Point placement entries:
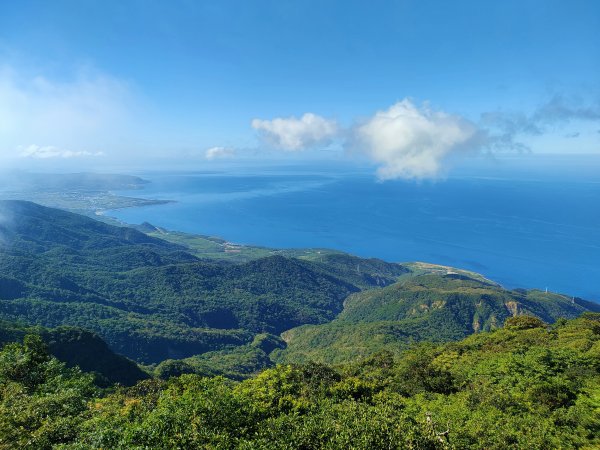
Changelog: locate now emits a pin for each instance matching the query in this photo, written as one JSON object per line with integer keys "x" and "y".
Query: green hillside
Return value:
{"x": 525, "y": 386}
{"x": 434, "y": 306}
{"x": 153, "y": 300}
{"x": 77, "y": 347}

**STATED GOAL**
Reproduce every line of the entries above verbatim, leaving out the pictures.

**CORRECT RESPONSE**
Changelog: locate now emits a pin for each instance matching the query in this photo, written as one JSON object per line with integer keys "x" and "y".
Query: green hillside
Return value:
{"x": 525, "y": 386}
{"x": 434, "y": 306}
{"x": 153, "y": 300}
{"x": 77, "y": 347}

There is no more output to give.